■ **YOUR GOAL**
Take the data below and repeat it exactly.
RECORDS SUPPLIED START
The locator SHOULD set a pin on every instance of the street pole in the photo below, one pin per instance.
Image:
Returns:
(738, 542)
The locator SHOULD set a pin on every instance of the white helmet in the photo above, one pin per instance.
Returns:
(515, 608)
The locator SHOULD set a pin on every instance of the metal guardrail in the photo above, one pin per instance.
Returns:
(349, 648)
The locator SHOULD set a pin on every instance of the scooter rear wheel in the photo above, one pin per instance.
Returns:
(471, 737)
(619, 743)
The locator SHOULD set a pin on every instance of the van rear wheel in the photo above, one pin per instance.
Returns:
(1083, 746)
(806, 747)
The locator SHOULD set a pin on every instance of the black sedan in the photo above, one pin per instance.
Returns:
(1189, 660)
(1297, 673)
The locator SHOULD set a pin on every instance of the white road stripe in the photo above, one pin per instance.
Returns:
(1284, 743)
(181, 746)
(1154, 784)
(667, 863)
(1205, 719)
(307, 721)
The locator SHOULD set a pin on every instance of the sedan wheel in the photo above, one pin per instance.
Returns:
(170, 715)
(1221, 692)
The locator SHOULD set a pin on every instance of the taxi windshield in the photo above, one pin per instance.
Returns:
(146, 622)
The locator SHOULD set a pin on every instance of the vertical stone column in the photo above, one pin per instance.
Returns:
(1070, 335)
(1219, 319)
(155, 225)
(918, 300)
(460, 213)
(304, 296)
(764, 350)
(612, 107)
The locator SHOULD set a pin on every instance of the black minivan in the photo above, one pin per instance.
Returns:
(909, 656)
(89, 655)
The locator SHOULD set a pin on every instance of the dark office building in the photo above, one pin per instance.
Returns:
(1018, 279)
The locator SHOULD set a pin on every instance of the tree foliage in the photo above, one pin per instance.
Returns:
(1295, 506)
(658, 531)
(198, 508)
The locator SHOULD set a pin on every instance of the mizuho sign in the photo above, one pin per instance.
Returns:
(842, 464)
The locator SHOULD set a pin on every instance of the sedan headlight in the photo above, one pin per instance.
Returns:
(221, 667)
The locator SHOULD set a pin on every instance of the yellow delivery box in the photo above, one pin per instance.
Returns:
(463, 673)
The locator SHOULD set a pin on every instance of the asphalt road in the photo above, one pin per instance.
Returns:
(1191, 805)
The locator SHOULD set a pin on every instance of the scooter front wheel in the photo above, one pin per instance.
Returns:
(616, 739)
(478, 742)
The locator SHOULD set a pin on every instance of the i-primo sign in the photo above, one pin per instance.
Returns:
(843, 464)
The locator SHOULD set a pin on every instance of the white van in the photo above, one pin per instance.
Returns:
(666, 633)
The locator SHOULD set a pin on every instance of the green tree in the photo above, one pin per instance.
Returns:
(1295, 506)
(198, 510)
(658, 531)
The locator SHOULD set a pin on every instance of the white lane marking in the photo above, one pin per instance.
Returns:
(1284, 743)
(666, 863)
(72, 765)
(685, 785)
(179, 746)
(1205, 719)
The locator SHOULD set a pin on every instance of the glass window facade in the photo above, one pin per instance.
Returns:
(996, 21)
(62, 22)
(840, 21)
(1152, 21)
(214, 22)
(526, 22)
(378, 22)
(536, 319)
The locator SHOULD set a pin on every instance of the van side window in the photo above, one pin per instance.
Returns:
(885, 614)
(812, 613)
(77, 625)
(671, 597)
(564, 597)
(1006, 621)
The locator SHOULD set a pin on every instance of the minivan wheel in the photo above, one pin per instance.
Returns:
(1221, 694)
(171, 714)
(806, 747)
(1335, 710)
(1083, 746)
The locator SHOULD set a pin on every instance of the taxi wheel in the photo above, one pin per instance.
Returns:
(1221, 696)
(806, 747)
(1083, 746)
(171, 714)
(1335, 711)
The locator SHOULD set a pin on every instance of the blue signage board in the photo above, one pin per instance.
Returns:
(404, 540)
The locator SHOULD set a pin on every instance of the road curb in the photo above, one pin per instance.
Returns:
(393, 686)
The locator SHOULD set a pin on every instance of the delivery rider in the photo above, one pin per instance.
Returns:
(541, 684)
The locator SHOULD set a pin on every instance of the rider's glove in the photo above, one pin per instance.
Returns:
RECORDS SUPPLIED END
■ **SOLUTION TO THE PROBLEM**
The locator SHOULD set a pin on every instance of the street pole in the photo below, one pin per instance.
Image:
Returns:
(738, 542)
The locator SHOULD set a pin on every instance of the white helmet in the photo above, one pin per instance.
Returns:
(515, 608)
The locator SHOULD set a pin on every instance of the metal guardrail in the photo above, one pin per instance.
Returns:
(349, 648)
The locator SHOULD set a pin on every instance of the scooter rear wheel in the photo above, one pin per instance.
Returns:
(471, 737)
(619, 743)
The locator SHOULD set a pin on every instance of the van rear wheel in the photo above, one pin per instance.
Returns:
(1083, 746)
(806, 747)
The locator SHOULD set a pin on every instance of the black sedan in the photo above, one pin per instance.
Returns:
(1189, 660)
(1297, 673)
The locator SHOULD set a pin on every instance of the white road stripe in the photo above, one pin per instance.
Returns:
(1284, 743)
(181, 746)
(1154, 784)
(667, 863)
(1205, 719)
(307, 721)
The locator SHOULD set a pin on every instance of the sedan wheel in the photo above, one pin per instance.
Returns:
(170, 715)
(1221, 692)
The locator SHOULD set a pin on every instance of the taxi windshield in the photo above, one pin per instance.
Returns:
(146, 622)
The locator SHOULD set a pin on every instance of the vertical stone column in the photo above, one pin per instance.
Returns:
(1070, 335)
(1219, 319)
(155, 225)
(918, 300)
(460, 213)
(304, 296)
(764, 350)
(612, 107)
The locator SHOULD set a pin on every instance of the black minivan in the photo above, one pin per instance.
Returns:
(909, 656)
(89, 655)
The locator SHOULD set a pin on every instance of the dark office building in the photo above, one pin per instance.
Returns:
(1018, 279)
The locator SHOULD set a pin on every instance of the tree foliage in the photo above, one pin per instance.
Returns:
(1295, 506)
(658, 531)
(198, 508)
The locator SHOULD set a pin on every instance of the mizuho sign in the photo above, one pin per instance.
Returns:
(842, 464)
The locator SHOULD set a pin on every instance of the sedan headlight in the photo above, one pin per instance.
Returns:
(221, 667)
The locator SHOULD set a pin on every instance of the yellow delivery box in the photo above, one pin per instance.
Returns:
(463, 673)
The locator SHOULD set a pin on every instance of the asphalt road in the photo above, one pin per instance.
Returns:
(1191, 805)
The locator SHOULD set a pin on every instance of the scooter front wheel in the photo above, one pin per instance.
Returns:
(616, 739)
(478, 742)
The locator SHOULD set a pin on every instance of the i-primo sign in the photo above, one pin per instance.
Returns:
(843, 464)
The locator SHOULD set a pin on every instance of the white van in the photo above, one pin per instance.
Returns:
(666, 633)
The locator SHOULD set a pin on every instance of the green tree in the photo above, one pin per instance.
Returns:
(1295, 506)
(198, 510)
(658, 531)
The locator SHOULD set a pin on every instance of the white lane marking in the photo above, one pin per instance.
Returns:
(1284, 743)
(666, 863)
(72, 765)
(685, 785)
(179, 746)
(1205, 719)
The locator SHOULD set a pin on every instance of the glass window facade in the photo above, one pin per instance.
Returns:
(996, 21)
(62, 22)
(840, 21)
(1152, 21)
(214, 22)
(526, 22)
(378, 22)
(536, 319)
The locator SHOULD set a pin on every instance of the van side window in the photo above, one pin per instance.
Returns:
(885, 614)
(812, 613)
(77, 625)
(671, 597)
(564, 597)
(1006, 621)
The locator SHOULD set a pin on every instance of the minivan wheel in the photo above, one pin per instance.
Returns:
(1221, 694)
(171, 714)
(806, 747)
(1335, 710)
(1083, 746)
The locator SHOULD set a pin on every instance of the taxi wheel in the photo above, one pin per instance.
Returns:
(1221, 696)
(806, 747)
(1083, 746)
(171, 714)
(1335, 711)
The locator SHOULD set a pin on every instance of the blue signage board in the photo above, one pin per instance.
Returns:
(404, 540)
The locator SHOULD set a pin on every instance of the road curb in the photo above, one pin per instance.
Returns:
(393, 686)
The locator SHOULD set a pin on every instance of the delivery rider in the photo above, one pin per instance.
Returns:
(541, 684)
The locator SHOULD set a pin on every instance of the rider's glove in the photo above, one pin per instance.
Returns:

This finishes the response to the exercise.